Source:
---
Tuesday 7 June 2011

I wouldn't start here if I was you

Beverley Minster virger Neil Pickford goes back to the very beginning of it all.

I've given a few tours recently which were concerned with the history of Beverley Minster from an engineering viewpoint, and it suddenly struck me that this gave things a very fresh perspective. So, flushed with evangelical zeal I thought I'd share this viewpoint with you before I forgot it.
Firstly, let's look at what we've got here today – tens of thousands of tons of limestone and lead, with a fair amount of wood as part of the mix. Then you look at where we've put it and you can imagine some dodgy car mechanic sucking through their lips and saying: “Ooooh, dunno who put that up there, mate, but they was a right dodgy bunch of cowboys. Cor, that's gonna cost ya.”
And they're right in a way because, if you were going to build the Minster from scratch then you probably wouldn't put it where it is now.
I describe the patch of land where it stands as the cheap part of town, geologically speaking, because it's on the spring line. That's why we don't have an undercroft or crypt – if we tried digging down we'd end up with a swimming pool that might be useful to Baptists in our modern ecumenical age but wouldn't have been of any interest to the Catholics who were paying for it back in the 13th century.
No, in an ideal world we'd have put the building up at the top of town where St Mary's is now – the land is higher and it's properly drained instead of being a marsh. This would have meant we could have stuck our walls up with much less chance of them falling over but, because we didn't they do - if you see what I mean. And sticking the walls back up is an ongoing expense that we would rather not have to budget for.
---
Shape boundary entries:

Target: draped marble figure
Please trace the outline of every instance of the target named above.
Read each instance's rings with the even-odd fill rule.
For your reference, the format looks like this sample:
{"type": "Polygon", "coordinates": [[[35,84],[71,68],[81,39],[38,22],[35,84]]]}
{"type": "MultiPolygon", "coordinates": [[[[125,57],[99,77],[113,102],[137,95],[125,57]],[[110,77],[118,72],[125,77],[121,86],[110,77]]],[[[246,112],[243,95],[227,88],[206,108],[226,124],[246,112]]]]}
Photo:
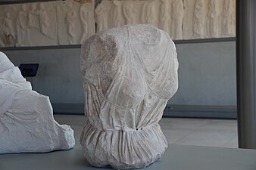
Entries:
{"type": "Polygon", "coordinates": [[[0,153],[42,153],[74,146],[70,126],[53,118],[49,98],[32,90],[0,52],[0,153]]]}
{"type": "Polygon", "coordinates": [[[152,25],[113,28],[83,44],[80,143],[92,165],[142,168],[162,156],[167,143],[158,121],[177,90],[177,70],[174,43],[152,25]]]}

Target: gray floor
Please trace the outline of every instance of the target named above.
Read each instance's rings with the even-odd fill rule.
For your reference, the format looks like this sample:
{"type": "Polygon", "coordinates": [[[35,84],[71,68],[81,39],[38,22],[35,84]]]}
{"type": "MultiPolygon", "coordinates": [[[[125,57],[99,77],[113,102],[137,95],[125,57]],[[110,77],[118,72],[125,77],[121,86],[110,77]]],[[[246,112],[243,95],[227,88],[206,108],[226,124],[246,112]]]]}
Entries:
{"type": "MultiPolygon", "coordinates": [[[[85,116],[55,115],[55,118],[72,127],[78,144],[85,116]]],[[[169,144],[238,147],[236,120],[163,118],[160,125],[169,144]]]]}
{"type": "MultiPolygon", "coordinates": [[[[0,170],[110,170],[90,166],[83,156],[79,138],[84,116],[55,117],[74,130],[76,144],[73,149],[47,153],[0,154],[0,170]]],[[[236,120],[164,118],[160,124],[169,142],[168,149],[161,159],[145,169],[256,169],[256,150],[225,148],[237,147],[236,120]]]]}

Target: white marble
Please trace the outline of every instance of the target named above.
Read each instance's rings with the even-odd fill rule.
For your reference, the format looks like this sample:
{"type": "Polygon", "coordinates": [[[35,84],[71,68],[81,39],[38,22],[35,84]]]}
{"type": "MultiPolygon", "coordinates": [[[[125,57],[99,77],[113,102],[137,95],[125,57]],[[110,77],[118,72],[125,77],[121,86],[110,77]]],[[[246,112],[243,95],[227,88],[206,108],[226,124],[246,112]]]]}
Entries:
{"type": "Polygon", "coordinates": [[[167,143],[158,122],[177,90],[177,70],[174,43],[152,25],[114,28],[83,44],[80,143],[91,165],[142,168],[161,156],[167,143]]]}
{"type": "Polygon", "coordinates": [[[234,0],[105,0],[95,10],[97,32],[150,23],[175,40],[233,37],[235,5],[234,0]]]}
{"type": "Polygon", "coordinates": [[[94,0],[0,5],[0,46],[79,45],[95,32],[94,0]]]}
{"type": "Polygon", "coordinates": [[[0,52],[0,153],[68,150],[73,131],[53,118],[48,97],[32,90],[6,55],[0,52]]]}
{"type": "Polygon", "coordinates": [[[95,33],[93,0],[56,3],[59,45],[79,45],[95,33]]]}

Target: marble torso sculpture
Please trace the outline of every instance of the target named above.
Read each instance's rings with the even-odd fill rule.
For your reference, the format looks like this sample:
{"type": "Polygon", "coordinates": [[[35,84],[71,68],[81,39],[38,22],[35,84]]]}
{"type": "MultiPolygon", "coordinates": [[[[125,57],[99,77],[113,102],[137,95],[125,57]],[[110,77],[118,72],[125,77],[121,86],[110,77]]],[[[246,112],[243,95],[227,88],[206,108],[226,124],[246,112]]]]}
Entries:
{"type": "Polygon", "coordinates": [[[33,91],[0,52],[0,153],[67,150],[74,144],[71,128],[54,119],[48,97],[33,91]]]}
{"type": "Polygon", "coordinates": [[[178,61],[168,34],[126,25],[90,37],[82,48],[87,122],[83,154],[97,167],[145,167],[167,147],[158,121],[177,90],[178,61]]]}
---
Actions to take:
1 – Name the building materials that the Beverley Minster piece says make up the building today.
2 – Continue the Beverley Minster piece with a few more paragraphs, starting after its final sentence.

Outputs:
1 – Limestone, lead, wood

2 –
But it is the sheer unsuitability of the site that gives it its historic significance. You see, all this work has to be done here because this was the very spot where St John of Beverley's body was laid to rest back in 721AD when he was a merely a former Bishop. And the reason why he was buried on that spot was that this was where his monastery was. And the reason why the monastery was put where it was in the middle of a marsh was probably down to the good old human habit of 'making do'.
You see the original monks were very much pilgrims in an uncaring world. The people in East Yorkshire (or Deira, as it was then named) were largely of immigrant stock from North Germany and Denmark and they'd not been part of the Christian Roman Empire. They were nature-worshippers, or pagans but King Edwin of Northumbria became the region's first Christian king in 616. He was subsequently deposed by a pagan but Christianity became the official religion again in 634, then it alternated with paganism for the next few decades as successive kings were killed on battlefields.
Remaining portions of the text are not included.